▶ _Given instruction_:
Reproduce the material below verbatim, starting at the line that contains "Each instance of the bride's arm" and running down through the line that contains "x=339 y=954", with both of those lines included.
>> START Given data
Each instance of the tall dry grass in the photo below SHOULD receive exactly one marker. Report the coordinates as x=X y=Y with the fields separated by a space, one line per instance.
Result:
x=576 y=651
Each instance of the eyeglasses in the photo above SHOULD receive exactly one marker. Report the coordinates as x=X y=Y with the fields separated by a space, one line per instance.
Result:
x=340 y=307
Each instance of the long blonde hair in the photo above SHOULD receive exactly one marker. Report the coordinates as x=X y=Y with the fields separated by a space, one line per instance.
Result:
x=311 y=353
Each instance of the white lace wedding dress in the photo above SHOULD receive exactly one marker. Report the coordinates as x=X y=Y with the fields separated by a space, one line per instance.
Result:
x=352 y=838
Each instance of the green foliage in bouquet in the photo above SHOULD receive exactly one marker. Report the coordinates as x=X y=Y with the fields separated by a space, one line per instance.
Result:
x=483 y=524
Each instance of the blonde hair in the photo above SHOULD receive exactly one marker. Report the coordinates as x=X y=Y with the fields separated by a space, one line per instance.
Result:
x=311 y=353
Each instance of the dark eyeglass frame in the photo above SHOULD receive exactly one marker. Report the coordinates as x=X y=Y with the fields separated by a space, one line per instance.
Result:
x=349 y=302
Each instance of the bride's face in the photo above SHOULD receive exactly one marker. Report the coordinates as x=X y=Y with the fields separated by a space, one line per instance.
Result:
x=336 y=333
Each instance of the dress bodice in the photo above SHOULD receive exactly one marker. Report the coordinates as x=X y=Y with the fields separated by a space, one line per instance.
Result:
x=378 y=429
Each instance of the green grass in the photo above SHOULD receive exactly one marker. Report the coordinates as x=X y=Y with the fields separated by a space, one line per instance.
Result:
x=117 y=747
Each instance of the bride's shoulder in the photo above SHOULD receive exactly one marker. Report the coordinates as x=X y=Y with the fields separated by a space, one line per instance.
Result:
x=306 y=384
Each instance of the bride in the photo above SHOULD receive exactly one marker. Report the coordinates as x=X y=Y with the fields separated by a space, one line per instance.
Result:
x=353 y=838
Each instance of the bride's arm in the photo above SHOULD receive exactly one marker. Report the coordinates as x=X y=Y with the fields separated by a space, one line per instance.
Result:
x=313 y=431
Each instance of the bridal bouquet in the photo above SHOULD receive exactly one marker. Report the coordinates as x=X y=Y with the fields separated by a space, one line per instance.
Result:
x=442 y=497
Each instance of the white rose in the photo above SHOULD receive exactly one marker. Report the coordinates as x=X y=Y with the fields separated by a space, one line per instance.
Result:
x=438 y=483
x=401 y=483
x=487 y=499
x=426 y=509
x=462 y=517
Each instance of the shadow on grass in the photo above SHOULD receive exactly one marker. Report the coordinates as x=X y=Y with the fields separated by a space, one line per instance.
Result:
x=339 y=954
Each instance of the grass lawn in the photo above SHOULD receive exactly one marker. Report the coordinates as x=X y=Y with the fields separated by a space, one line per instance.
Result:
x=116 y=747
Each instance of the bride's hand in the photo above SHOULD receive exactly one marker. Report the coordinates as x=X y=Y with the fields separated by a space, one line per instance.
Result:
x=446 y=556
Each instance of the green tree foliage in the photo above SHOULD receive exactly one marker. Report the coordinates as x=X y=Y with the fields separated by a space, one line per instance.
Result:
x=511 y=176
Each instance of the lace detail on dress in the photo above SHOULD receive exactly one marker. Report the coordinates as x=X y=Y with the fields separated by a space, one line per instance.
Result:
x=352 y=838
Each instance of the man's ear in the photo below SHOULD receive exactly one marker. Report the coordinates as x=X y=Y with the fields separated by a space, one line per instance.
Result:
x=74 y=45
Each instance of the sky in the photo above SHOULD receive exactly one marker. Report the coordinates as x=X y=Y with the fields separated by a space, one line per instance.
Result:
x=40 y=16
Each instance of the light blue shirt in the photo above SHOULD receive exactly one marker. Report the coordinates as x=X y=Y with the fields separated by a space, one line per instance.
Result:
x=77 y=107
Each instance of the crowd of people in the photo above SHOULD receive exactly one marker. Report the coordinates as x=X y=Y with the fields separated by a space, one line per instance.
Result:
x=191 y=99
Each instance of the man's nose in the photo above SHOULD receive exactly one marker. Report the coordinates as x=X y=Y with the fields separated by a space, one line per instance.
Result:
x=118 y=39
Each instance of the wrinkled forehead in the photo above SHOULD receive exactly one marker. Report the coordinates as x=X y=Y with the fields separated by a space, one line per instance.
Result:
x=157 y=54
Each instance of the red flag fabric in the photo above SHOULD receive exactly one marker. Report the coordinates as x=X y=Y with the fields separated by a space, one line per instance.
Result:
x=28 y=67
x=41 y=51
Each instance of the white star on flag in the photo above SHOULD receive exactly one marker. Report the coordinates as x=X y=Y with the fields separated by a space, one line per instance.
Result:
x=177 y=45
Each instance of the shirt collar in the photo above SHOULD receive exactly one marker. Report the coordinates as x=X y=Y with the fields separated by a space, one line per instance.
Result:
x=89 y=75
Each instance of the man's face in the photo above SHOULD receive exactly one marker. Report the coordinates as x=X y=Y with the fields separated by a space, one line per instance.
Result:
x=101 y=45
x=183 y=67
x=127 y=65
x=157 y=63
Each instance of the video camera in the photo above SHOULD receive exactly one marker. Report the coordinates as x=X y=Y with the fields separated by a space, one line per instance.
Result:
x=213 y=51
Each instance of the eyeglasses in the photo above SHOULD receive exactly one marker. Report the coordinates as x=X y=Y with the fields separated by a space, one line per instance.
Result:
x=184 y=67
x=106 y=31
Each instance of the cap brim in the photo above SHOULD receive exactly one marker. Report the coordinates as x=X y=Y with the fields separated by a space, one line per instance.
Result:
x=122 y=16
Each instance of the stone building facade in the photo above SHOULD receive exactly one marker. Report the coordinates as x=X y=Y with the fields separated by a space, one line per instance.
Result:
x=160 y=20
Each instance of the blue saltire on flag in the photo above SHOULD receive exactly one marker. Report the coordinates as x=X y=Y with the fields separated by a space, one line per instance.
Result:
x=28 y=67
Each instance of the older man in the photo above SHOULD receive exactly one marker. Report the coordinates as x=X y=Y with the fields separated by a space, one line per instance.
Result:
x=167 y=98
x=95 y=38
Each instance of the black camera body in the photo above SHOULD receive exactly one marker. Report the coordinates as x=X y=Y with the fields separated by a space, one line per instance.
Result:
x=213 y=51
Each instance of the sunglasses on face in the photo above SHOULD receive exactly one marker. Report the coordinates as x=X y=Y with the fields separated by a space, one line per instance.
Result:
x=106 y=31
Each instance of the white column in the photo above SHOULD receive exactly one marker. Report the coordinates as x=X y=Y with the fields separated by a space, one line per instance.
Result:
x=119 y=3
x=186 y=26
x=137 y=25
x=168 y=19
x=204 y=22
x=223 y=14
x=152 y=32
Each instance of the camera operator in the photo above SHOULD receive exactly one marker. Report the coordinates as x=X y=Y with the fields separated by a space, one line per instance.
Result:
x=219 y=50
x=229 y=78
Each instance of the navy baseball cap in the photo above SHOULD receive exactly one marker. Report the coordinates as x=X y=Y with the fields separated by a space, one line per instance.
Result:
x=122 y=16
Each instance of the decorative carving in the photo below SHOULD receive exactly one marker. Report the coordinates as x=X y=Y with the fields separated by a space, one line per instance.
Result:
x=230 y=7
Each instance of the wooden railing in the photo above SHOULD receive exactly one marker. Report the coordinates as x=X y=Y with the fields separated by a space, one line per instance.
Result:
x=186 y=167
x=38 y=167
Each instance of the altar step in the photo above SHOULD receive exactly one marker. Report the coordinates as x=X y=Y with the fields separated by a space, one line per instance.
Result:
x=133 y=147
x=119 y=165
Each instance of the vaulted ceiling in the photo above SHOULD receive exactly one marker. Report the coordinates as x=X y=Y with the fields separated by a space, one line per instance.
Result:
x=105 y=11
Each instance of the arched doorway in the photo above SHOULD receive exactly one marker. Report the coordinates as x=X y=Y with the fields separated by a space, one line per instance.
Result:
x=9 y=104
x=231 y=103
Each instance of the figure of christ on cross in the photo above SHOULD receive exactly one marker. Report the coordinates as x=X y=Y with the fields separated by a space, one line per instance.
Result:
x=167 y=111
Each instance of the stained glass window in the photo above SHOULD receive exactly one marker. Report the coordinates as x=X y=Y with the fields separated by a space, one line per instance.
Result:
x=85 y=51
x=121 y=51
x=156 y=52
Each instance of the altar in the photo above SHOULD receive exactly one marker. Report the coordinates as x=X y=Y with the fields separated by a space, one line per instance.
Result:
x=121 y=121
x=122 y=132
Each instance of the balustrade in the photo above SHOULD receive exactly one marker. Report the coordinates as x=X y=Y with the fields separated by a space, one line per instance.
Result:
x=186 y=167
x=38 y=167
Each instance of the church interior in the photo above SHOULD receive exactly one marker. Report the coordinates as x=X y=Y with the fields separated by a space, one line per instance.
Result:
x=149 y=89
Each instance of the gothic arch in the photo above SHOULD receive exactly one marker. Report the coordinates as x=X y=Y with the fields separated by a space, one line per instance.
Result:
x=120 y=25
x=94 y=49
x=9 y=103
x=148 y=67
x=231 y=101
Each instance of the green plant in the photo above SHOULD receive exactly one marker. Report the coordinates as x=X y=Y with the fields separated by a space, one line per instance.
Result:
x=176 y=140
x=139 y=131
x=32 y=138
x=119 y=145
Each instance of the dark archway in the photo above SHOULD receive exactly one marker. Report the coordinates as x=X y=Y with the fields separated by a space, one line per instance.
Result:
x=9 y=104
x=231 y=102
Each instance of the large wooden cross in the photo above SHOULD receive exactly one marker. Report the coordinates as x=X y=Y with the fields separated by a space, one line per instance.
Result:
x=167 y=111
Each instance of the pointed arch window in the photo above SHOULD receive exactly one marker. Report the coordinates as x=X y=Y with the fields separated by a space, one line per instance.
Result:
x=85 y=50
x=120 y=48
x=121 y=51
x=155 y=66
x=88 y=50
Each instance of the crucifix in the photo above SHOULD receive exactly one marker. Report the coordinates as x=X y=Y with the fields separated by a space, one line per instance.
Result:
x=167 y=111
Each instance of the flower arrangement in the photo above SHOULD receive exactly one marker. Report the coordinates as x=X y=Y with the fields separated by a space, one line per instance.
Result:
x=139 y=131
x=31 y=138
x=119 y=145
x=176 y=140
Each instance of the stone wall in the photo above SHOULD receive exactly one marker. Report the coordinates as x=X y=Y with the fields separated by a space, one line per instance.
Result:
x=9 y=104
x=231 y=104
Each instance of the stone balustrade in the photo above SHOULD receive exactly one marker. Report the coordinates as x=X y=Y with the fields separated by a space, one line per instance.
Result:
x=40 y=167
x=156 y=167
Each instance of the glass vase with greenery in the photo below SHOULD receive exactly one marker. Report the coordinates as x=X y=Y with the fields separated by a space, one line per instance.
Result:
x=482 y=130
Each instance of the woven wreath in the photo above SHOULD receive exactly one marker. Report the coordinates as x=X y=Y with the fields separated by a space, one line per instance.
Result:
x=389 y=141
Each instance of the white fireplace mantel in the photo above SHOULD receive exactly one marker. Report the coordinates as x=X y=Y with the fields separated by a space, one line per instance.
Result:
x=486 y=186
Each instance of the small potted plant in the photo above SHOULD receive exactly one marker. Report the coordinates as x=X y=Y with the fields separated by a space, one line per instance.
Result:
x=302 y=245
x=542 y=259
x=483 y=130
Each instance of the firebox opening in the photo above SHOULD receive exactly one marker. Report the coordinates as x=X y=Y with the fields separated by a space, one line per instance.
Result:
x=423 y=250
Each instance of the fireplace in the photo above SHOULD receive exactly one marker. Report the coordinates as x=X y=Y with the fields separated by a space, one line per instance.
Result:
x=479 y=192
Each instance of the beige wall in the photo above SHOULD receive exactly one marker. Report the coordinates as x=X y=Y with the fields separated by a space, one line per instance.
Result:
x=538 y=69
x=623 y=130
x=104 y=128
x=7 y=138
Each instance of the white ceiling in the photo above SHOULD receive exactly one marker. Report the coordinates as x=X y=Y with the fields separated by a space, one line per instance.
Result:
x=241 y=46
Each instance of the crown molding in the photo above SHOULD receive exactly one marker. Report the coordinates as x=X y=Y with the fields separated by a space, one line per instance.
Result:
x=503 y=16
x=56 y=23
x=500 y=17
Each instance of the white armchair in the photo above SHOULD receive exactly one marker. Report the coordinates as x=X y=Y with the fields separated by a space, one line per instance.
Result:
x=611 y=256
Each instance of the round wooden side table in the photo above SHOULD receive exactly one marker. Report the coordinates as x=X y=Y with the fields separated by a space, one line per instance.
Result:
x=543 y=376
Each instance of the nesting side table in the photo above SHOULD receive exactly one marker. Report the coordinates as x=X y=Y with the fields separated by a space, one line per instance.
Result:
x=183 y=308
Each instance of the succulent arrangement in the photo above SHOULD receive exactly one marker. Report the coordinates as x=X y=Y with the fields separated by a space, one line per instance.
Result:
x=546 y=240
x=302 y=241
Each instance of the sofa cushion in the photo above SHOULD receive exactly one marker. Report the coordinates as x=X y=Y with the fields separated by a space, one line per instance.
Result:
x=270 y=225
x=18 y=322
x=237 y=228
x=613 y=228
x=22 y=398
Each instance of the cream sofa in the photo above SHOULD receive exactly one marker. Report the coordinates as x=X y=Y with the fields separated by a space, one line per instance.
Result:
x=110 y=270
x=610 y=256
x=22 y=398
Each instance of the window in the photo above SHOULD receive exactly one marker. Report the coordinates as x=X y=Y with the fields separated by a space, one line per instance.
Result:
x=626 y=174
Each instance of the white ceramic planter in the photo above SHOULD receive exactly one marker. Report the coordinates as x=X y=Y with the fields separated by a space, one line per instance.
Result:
>> END Given data
▶ _Written answer_:
Each instance of the bride's arm in the photo above SHOULD receive exactly one marker. Report the coordinates as x=X y=Y with the fields separated by a space, one line per instance.
Result:
x=313 y=431
Each instance of the bridal bouquet in the photo above SHOULD receive exactly one marker. Report the coordinates as x=X y=Y with the fields separated by a space, one line per instance.
Result:
x=442 y=497
Each instance of the white rose in the photo above SHOULD receive exactly one marker. Report the coordinates as x=X y=Y with the fields separated by a space, one line per instance.
Result:
x=438 y=483
x=401 y=483
x=487 y=499
x=426 y=509
x=462 y=517
Each instance of the shadow on grass in the photo above SHOULD receive exactly one marker. Report the coordinates as x=X y=Y with the fields separated by a space, one line per instance.
Result:
x=339 y=954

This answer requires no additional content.